- [To be done]:
1. Decide whether each statement agrees with the yo-yo thread below, answering yes or no and quoting the deciding words from it: (a) the two disks are joined by a light axle of radius b; (b) the yo-yo is thrown downward with some initial speed; (c) the poster's result for a matches the correct answer.
2. Extend the yo-yo acceleration thread below, picking up right after its last line.

Text passage start

Finding Linear Acceleration of a Yo-Yo

[kudoushinichi88]

Homework Statement

A yo-yo is made from two uniform disks, each with mass m and radius R, connected by a light axle of radius b. A light, thin string is wound several times around the axle and then held stationary while the yo-yo is released from rest, dropping as the string unwinds. Find the linear acceleration of the yo-yo.

Homework Equations

$\tau=TR=I\alpha$

$F=ma$

The Attempt at a Solution

$\tau=TR=I\alpha$

$Tb=2\left(\frac{1}{2}mR^2\right)\alpha$

since $a_{tan}=r\alpha$,substituted into the equation above and simplified,

$Tb=mRa$ ...1

The yo-yo is accelerating downwards linearly, so

$2mg-T=2ma$ ...2

Solving for T in eq.1 and substituting into eq.2,

$2mg-\frac{mRa}{b}=2ma$

Solving for a, I got

$a=\frac{2g}{2+R/b}$

which is not the right answer... the correct answer is
$a=\frac{2g}{2+(R/b)^2}$

what did I do wrong??

 

[tiny-tim]

Hi kudoushinichi88!

Text passage end
Material start

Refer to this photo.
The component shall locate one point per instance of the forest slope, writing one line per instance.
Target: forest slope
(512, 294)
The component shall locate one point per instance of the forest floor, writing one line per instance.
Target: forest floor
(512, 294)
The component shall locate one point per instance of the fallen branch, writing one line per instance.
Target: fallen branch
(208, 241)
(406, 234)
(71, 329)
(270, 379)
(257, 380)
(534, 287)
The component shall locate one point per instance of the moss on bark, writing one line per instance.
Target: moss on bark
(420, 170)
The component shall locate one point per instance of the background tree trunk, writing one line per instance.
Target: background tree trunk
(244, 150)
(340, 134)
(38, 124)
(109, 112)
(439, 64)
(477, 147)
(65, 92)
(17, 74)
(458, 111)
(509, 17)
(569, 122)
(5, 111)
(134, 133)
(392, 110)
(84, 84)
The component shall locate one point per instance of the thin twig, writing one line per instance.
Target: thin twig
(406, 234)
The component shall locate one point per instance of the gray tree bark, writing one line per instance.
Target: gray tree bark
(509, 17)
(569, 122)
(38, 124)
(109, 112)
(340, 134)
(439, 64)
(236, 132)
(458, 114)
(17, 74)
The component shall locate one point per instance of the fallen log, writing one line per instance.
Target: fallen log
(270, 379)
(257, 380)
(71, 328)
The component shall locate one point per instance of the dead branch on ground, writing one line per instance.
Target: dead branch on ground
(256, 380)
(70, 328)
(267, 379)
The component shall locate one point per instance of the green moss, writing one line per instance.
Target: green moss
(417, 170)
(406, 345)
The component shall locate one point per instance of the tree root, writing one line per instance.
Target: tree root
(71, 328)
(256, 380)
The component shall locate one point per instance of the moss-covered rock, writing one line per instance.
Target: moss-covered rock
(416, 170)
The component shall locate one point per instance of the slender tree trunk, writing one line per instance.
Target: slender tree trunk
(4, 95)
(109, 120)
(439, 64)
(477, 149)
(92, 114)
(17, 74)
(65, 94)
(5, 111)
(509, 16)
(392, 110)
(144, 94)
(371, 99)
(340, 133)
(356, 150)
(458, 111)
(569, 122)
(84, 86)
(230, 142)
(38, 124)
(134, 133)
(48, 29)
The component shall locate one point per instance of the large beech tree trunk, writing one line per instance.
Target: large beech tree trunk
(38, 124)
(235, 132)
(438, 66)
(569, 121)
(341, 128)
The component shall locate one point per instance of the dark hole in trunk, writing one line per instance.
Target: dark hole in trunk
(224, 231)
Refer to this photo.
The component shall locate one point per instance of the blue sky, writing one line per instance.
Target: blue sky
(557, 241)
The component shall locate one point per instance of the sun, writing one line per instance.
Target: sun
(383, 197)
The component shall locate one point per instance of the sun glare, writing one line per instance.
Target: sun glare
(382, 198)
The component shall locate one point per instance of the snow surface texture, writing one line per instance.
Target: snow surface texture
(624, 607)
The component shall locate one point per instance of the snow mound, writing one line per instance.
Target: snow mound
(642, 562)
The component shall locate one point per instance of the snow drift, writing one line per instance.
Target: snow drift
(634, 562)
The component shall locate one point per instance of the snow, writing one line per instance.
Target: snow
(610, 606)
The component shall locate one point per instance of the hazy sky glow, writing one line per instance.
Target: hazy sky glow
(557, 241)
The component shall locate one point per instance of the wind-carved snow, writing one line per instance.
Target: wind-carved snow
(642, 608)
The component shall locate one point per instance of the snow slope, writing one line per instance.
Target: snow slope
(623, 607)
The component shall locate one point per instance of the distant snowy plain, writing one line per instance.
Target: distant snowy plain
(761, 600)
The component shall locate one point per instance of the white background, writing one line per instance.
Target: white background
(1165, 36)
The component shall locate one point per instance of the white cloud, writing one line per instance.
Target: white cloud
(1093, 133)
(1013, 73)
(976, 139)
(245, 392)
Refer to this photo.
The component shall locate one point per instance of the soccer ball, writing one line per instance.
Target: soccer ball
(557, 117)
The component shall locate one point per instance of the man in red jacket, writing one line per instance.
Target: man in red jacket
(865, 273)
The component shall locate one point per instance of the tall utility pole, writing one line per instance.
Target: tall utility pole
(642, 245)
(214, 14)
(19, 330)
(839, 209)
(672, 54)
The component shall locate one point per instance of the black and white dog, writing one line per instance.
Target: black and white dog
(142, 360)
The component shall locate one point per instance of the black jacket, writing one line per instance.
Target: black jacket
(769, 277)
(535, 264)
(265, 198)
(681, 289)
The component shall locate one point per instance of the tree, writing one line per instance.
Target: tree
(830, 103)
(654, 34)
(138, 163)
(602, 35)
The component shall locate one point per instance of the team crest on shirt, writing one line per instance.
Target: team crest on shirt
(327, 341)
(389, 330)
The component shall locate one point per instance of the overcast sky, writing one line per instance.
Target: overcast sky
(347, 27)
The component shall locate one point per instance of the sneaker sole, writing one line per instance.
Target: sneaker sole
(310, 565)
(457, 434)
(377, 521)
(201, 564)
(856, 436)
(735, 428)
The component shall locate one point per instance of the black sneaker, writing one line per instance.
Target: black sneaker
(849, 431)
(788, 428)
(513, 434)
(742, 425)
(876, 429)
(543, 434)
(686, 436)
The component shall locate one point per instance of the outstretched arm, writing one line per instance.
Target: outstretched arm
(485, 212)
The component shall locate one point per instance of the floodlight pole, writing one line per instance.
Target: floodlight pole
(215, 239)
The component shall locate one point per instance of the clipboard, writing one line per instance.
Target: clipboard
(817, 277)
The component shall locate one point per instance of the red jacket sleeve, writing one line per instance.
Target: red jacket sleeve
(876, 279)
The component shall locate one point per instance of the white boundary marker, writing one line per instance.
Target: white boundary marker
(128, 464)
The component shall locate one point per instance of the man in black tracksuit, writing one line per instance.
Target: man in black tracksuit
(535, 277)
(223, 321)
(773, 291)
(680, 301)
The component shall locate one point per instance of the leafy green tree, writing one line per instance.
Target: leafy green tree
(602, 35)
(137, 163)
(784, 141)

Material end

- [Set of answers]:
1.
(a) Yes: "connected by a light axle of radius b"
(b) No: "released from rest"
(c) No: "which is not the right answer..."

2.
(I haven't actually checked your equations, but …)

wouldn't it be easier to use conservation of energy?

 

[rl.bhat]

String unwinds around the cylinder of radius b. So a(tan) = b*α

 

[willem2]

$Tb=2\left(\frac{1}{2}mR^2\right)\alpha$

since $a_{tan}=r\alpha$,substituted into the equation above and simplified,

$Tb=mRa$ ...1

You substituted the wrong value for r. If the yoyo unwinds with angular speed $$\omega$$
the vertical speed of the yoyo is $$b \omega$$ and not $$R \omega$$

 

[kudoushinichi88]

ah... so that's why!
Thank you all! This has also helped me to find the angular acceleration and tension in the string...